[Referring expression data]
[Start of section]

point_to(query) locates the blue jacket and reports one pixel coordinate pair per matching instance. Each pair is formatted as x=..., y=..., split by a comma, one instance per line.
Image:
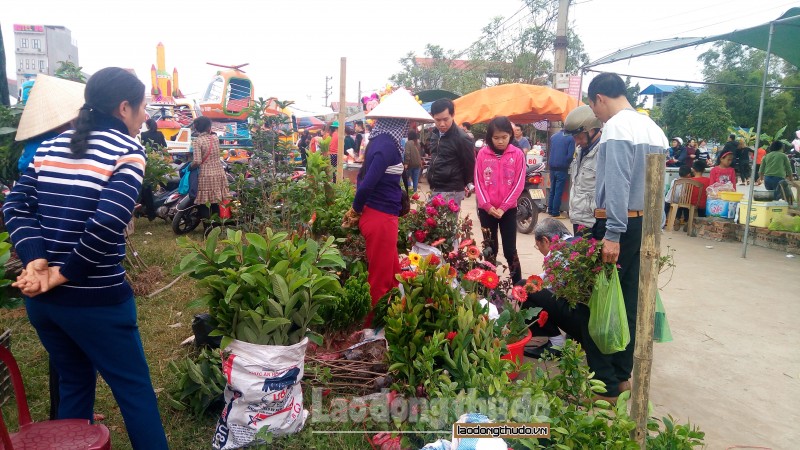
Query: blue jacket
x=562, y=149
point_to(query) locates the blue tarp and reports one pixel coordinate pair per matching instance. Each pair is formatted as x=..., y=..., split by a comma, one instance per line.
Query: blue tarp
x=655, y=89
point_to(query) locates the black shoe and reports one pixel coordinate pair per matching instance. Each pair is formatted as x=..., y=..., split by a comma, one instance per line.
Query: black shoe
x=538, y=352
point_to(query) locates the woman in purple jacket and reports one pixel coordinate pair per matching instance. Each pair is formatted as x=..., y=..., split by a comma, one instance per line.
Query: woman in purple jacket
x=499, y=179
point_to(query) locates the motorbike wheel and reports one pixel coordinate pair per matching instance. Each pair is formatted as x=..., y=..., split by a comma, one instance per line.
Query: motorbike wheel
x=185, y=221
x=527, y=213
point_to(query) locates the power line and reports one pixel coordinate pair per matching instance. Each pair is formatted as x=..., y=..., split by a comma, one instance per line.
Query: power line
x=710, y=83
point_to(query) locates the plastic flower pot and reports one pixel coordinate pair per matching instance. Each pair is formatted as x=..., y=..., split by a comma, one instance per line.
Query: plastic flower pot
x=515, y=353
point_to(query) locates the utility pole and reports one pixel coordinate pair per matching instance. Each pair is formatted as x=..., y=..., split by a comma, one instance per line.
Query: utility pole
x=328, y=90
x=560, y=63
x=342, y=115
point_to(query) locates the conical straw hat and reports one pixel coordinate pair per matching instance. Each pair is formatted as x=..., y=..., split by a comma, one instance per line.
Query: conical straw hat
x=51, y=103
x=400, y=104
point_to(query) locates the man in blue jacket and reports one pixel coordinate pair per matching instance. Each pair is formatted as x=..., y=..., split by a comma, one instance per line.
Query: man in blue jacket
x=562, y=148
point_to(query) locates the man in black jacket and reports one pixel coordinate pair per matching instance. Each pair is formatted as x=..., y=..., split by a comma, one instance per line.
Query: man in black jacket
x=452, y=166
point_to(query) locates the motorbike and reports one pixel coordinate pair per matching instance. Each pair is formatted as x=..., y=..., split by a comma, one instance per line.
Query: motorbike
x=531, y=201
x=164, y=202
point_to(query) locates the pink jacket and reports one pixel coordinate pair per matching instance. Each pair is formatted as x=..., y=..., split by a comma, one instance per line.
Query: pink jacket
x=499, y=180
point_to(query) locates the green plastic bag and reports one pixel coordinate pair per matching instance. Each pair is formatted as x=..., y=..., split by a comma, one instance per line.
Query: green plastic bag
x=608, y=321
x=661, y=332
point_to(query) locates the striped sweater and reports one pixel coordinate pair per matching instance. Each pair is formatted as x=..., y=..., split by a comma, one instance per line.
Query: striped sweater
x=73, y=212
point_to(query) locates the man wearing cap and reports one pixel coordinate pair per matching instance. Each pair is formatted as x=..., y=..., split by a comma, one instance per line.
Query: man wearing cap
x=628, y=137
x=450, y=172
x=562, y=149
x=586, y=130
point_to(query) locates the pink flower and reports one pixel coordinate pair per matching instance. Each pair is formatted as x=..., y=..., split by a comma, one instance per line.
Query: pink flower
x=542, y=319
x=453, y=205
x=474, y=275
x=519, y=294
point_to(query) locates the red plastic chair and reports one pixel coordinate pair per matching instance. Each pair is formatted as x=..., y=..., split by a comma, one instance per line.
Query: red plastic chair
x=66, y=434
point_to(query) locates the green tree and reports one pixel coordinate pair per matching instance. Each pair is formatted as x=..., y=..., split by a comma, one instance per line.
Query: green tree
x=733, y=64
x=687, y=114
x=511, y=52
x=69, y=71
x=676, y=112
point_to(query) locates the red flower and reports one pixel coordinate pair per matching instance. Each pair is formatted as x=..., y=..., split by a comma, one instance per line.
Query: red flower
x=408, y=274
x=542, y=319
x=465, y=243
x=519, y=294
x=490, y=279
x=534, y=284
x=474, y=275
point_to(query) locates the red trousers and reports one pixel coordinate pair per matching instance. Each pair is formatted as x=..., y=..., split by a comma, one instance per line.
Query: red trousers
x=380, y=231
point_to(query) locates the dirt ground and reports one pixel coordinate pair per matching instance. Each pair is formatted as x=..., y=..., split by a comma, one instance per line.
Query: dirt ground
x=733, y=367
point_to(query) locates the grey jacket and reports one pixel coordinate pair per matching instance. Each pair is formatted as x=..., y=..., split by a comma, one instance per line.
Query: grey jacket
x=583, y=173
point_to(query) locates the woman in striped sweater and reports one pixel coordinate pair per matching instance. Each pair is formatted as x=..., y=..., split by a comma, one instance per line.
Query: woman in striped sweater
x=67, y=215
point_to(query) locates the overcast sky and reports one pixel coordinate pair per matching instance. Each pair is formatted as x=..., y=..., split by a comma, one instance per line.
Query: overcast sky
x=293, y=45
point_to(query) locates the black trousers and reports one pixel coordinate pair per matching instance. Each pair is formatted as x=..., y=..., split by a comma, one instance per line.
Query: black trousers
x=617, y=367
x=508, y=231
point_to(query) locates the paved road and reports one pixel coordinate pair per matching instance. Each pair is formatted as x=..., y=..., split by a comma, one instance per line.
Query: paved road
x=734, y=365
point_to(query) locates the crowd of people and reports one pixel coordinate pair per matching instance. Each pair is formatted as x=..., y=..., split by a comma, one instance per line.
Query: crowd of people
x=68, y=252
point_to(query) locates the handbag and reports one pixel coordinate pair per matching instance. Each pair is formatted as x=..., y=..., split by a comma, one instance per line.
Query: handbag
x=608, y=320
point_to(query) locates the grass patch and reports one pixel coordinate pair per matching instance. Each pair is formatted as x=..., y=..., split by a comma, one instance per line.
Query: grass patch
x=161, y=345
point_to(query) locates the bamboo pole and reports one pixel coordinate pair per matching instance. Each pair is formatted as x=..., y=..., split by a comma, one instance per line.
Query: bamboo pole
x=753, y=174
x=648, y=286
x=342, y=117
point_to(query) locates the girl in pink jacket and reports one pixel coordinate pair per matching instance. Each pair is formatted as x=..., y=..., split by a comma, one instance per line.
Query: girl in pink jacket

[End of section]

### REQUIRED WORK
The entries above should be reproduced exactly, without their pictures.

### PROBLEM SOLUTION
point_to(query) locates the blue jacket and reports one pixel coordinate pair per matching instance. Each pair is formatted as x=..., y=..., split by a comma, one instance per line.
Image:
Query: blue jacket
x=562, y=149
point_to(query) locates the blue tarp and reports one pixel coordinate pair per matching instance. Each pair is formatted as x=..., y=..., split by a comma, one instance per line.
Query: blue tarp
x=655, y=89
point_to(query) locates the black shoe and reports one pixel coordinate pair per matching instance. Each pair is formatted as x=..., y=..., split by a comma, one instance per line.
Query: black shoe
x=538, y=352
point_to(query) locates the woman in purple jacket and reports one pixel coordinate pair per matching instance. Each pair is formatted as x=..., y=..., split by a comma, one instance per line.
Query: woman in purple jacket
x=499, y=179
point_to(query) locates the motorbike wheel and reports one pixel coordinate pair per matching instance. Each pair is formatted as x=..., y=..., split by a comma, one instance per line.
Query: motorbike wheel
x=185, y=221
x=527, y=213
point_to(query) locates the power line and reports one pixel coordinate pair per matching instance. Each pair is formatted as x=..., y=..., split by a comma, one instance per line.
Query: power line
x=710, y=83
point_to(query) locates the plastic flower pot and reports one pixel coordinate pair per matching instance. Each pair is formatted as x=..., y=..., split by a comma, one instance per line.
Query: plastic flower pot
x=515, y=353
point_to(query) locates the utility pole and reports one pixel coordinate pair per matching instance. Each pair is formatted as x=..., y=..., split by a comma, one instance per line.
Query: utility pole
x=328, y=90
x=560, y=63
x=342, y=115
point_to(query) locates the conical straw hat and reports one pixel coordinate pair per matching instance. Each pair is formatted as x=..., y=..., split by a comma, one instance per line.
Query: conical straw hat
x=51, y=103
x=400, y=104
point_to(query) locates the man in blue jacket and reports one pixel coordinate pair per matching instance. Each pair is formatted as x=..., y=..., split by a comma, one instance per line.
Query: man in blue jacket
x=562, y=148
point_to(query) locates the man in black jacket and reports one pixel coordinate pair per matching instance. Each pair is formatted as x=..., y=..., split by a comma, one instance per line.
Query: man in black jacket
x=452, y=166
point_to(query) locates the motorbike and reports one pixel coordinate pair per matching instance. Each pair is formatted as x=..., y=..., split by a comma, one instance per line.
Query: motorbike
x=531, y=201
x=164, y=202
point_to(query) locates the pink jacket and reports one pixel coordinate pair per matching instance. Each pair is formatted as x=..., y=..., split by a comma, one instance per line.
Query: pink jacket
x=499, y=180
point_to(query) locates the green plastic bag and reports one pixel coordinate pair per matching instance. Each pair is formatted as x=..., y=..., split by a comma, one instance per line.
Query: green plastic bag
x=608, y=321
x=661, y=332
point_to(query) locates the striped sweater and reports one pixel coordinate pair per matching instance. Each pair is formatted as x=..., y=..., split by a comma, one instance per line.
Query: striped sweater
x=73, y=212
point_to(query) locates the man wearing cap and reports one pixel coordinate pair per matching instance. Each pair is formatted as x=..., y=..., split by a comma, one instance per line.
Query: man wearing cap
x=628, y=137
x=450, y=172
x=562, y=149
x=586, y=130
point_to(query) locates the pink flower and reports one pixel coordinate pair per matching instance. Each pair is formatted as x=..., y=..., split by a comma, one instance per line.
Query: pink flower
x=542, y=319
x=453, y=205
x=474, y=275
x=519, y=294
point_to(query) locates the red plastic chair and reports one pixel coordinate pair per matching instance. Each pair is formatted as x=..., y=..., split by a comma, one instance per line.
Query: red plastic chair
x=66, y=434
point_to(query) locates the green tree and reports one pixel coordinate pair per matching instance. Each pair is formatted as x=..., y=..., split by a comma, one instance per line.
Query: green tree
x=733, y=64
x=687, y=114
x=511, y=52
x=69, y=71
x=676, y=112
point_to(query) locates the red flower and reports one pixel coordinate pair per matching instance. Each pair is formatted as x=..., y=..., split by a comma, one instance per line.
Query: red flower
x=408, y=274
x=542, y=319
x=465, y=243
x=519, y=294
x=490, y=279
x=534, y=284
x=474, y=275
point_to(query) locates the red trousers and reports one pixel coordinate pair per matching instance. Each pair is formatted as x=..., y=..., split by a comma, one instance per line.
Query: red trousers
x=380, y=231
point_to(query) locates the dirt ground and reports one pixel coordinate pair per matching instance. Each pair is formatted as x=..., y=..., split by a comma, one instance per line.
Query: dirt ground
x=733, y=367
point_to(query) locates the grey jacket and reports one pixel coordinate pair per matching instance. Each pair is formatted as x=..., y=..., split by a comma, one instance per line.
Query: grey jacket
x=583, y=173
point_to(query) locates the woman in striped sweater and reports one pixel coordinate pair per matching instance. Each pair is formatted as x=..., y=..., split by a comma, one instance per line.
Query: woman in striped sweater
x=67, y=215
point_to(query) locates the overcast sky and reports one pixel coordinate pair per matching instance. Each pair is formatted as x=..., y=..., split by a comma, one instance per line.
Query: overcast sky
x=293, y=45
point_to(query) locates the black trousers and reports one pixel coordinate pair per matching instance. Each pair is formatted as x=..., y=..., split by a comma, one instance per line.
Query: black trousers
x=617, y=367
x=508, y=231
point_to(query) locates the paved road and reports one pixel coordinate pair per matching instance. Each pair is formatted as x=..., y=..., split by a comma, one instance per line.
Query: paved road
x=734, y=365
point_to(query) locates the crowd of people and reports one pixel coordinate pair per matching instance. Each pair is formatted as x=..., y=..., split by a comma, one instance per line.
Query: crowd of people
x=68, y=252
point_to(query) locates the handbag and reports one pixel coordinate pair per matching instance. Each pair is formatted as x=..., y=..., split by a comma, one instance per line.
Query: handbag
x=608, y=320
point_to(query) locates the grass patch and reports one pixel coordinate pair per matching instance. Each pair is formatted as x=..., y=..., split by a comma, one instance per line.
Query: grass patch
x=161, y=345
point_to(query) locates the bamboo pole and reports one pixel coordinate pair per matching instance. Each pair is formatted as x=..., y=..., split by a comma, one instance per line.
Query: bamboo pole
x=753, y=174
x=648, y=286
x=342, y=117
point_to(query) locates the girl in pink jacket and reports one pixel coordinate pair per matching instance. Each pair is formatted as x=..., y=..., split by a comma, one instance per line.
Query: girl in pink jacket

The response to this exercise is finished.